[Material provided]

########################################

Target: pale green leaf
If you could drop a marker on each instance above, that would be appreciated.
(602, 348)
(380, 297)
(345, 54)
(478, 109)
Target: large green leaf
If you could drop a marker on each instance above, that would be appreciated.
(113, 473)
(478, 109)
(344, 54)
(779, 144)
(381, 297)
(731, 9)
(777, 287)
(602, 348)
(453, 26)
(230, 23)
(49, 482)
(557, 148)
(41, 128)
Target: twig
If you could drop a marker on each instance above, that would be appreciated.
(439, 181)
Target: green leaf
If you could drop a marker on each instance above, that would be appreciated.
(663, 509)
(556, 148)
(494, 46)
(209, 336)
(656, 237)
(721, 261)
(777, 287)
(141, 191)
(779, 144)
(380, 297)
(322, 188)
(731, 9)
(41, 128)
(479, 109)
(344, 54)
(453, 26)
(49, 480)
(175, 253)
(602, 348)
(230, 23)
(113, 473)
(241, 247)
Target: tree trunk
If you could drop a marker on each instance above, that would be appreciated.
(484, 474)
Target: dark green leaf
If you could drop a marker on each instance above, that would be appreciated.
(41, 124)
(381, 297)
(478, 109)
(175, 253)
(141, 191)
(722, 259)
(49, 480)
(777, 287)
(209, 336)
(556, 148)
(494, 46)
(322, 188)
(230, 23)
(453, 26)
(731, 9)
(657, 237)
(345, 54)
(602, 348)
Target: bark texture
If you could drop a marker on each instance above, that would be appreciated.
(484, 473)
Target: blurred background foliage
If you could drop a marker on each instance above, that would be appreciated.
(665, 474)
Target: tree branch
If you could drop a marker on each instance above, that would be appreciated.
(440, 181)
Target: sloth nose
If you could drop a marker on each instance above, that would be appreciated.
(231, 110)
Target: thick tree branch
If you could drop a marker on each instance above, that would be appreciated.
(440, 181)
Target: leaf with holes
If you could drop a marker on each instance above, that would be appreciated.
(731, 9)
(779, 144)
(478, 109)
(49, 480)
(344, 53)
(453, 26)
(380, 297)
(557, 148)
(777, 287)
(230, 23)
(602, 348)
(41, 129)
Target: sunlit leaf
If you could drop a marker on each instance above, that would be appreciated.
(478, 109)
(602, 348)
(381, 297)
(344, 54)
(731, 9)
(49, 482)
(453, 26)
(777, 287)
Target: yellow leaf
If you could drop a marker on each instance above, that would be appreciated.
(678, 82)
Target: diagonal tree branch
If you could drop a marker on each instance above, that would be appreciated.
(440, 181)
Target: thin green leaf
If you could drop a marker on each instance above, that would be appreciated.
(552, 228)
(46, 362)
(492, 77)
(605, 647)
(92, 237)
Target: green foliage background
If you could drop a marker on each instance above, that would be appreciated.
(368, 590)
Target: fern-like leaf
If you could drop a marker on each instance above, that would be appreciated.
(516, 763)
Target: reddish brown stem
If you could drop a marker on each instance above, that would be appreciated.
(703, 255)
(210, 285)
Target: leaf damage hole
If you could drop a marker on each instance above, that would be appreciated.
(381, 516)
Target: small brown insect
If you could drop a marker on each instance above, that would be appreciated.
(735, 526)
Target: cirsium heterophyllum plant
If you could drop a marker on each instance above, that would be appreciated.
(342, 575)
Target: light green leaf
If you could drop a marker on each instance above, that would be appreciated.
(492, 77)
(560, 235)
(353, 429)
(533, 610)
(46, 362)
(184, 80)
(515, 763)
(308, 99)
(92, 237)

########################################

[Problem to work on] Output each entry precisely as given.

[Written answer]
Target: pale green leaf
If you could drop a marker on each instance above, that would be appreciated.
(602, 348)
(380, 297)
(345, 54)
(478, 109)
Target: large green leaf
If you could drop a marker on each instance above, that would be appreciated.
(113, 473)
(478, 109)
(344, 54)
(779, 144)
(381, 297)
(731, 9)
(777, 287)
(602, 348)
(453, 26)
(230, 23)
(49, 482)
(557, 148)
(41, 128)
Target: twig
If you could drop a marker on each instance above, that would be appreciated.
(439, 181)
Target: green leaf
If you could drop a marker on each instance above, that would be appreciated.
(663, 509)
(556, 148)
(494, 46)
(209, 336)
(656, 237)
(721, 261)
(777, 287)
(141, 191)
(779, 144)
(380, 297)
(322, 188)
(731, 9)
(41, 128)
(479, 109)
(344, 54)
(453, 26)
(49, 480)
(175, 253)
(602, 348)
(230, 23)
(113, 473)
(241, 247)
Target: tree trunk
If you could drop a marker on each instance above, that would be appreciated.
(484, 474)
Target: dark green leaf
If you could drop a marker on each instance above, that would be appreciated.
(41, 124)
(381, 297)
(478, 109)
(175, 253)
(141, 191)
(722, 259)
(49, 480)
(777, 287)
(209, 336)
(556, 148)
(494, 46)
(322, 188)
(230, 23)
(453, 26)
(731, 9)
(657, 237)
(345, 54)
(602, 348)
Target: bark texture
If you could drop a marker on each instance above, that would be appreciated.
(484, 473)
Target: blurred background foliage
If you could drop a marker on each instance above, that would be appreciated.
(665, 474)
Target: tree branch
If you could drop a marker on each instance above, that would be appreciated.
(440, 181)
Target: sloth nose
If you could drop a marker on each instance above, that would be appreciated.
(231, 110)
Target: thick tree branch
If you could drop a marker on each instance above, that would be appreciated.
(440, 181)
Target: leaf with holes
If you could drop a marker on each instance above, that would be appreciated.
(731, 9)
(779, 144)
(478, 109)
(49, 480)
(344, 53)
(453, 26)
(380, 297)
(557, 148)
(777, 287)
(230, 23)
(602, 348)
(41, 129)
Target: sunlit leaf
If you could drop a marker on each instance above, that would be appreciated.
(478, 109)
(602, 348)
(381, 297)
(344, 54)
(731, 9)
(49, 482)
(453, 26)
(777, 287)
Target: yellow leaf
If you could drop a marker on each instance above, that would be appreciated.
(678, 82)
Target: diagonal tree branch
If you could drop a marker on each instance above, that would be appreciated.
(440, 181)
Target: thin green leaf
If you could drop a marker on each instance above, that would be appreciated.
(552, 228)
(46, 362)
(492, 77)
(605, 647)
(92, 237)
Target: green foliage background
If you could drop a marker on each instance above, that would be appreciated.
(368, 590)
Target: fern-like leaf
If you could drop a marker on each instance above, that would be appreciated.
(516, 763)
Target: reddish brown stem
If you could drop a marker on each instance above, that would be appreciated.
(703, 255)
(210, 285)
Target: leaf damage hole
If you could drop a marker on each instance above, that would be appreciated.
(381, 516)
Target: small brown insect
If you could drop a marker on each instance above, that would be appreciated.
(735, 526)
Target: cirsium heterophyllum plant
If you could drop a marker on each instance above, that would be appreciated.
(342, 575)
Target: light green leaf
If you could drop a marker on each instance above, that would be appreciated.
(492, 77)
(560, 235)
(353, 429)
(533, 610)
(46, 362)
(184, 80)
(515, 763)
(308, 99)
(92, 237)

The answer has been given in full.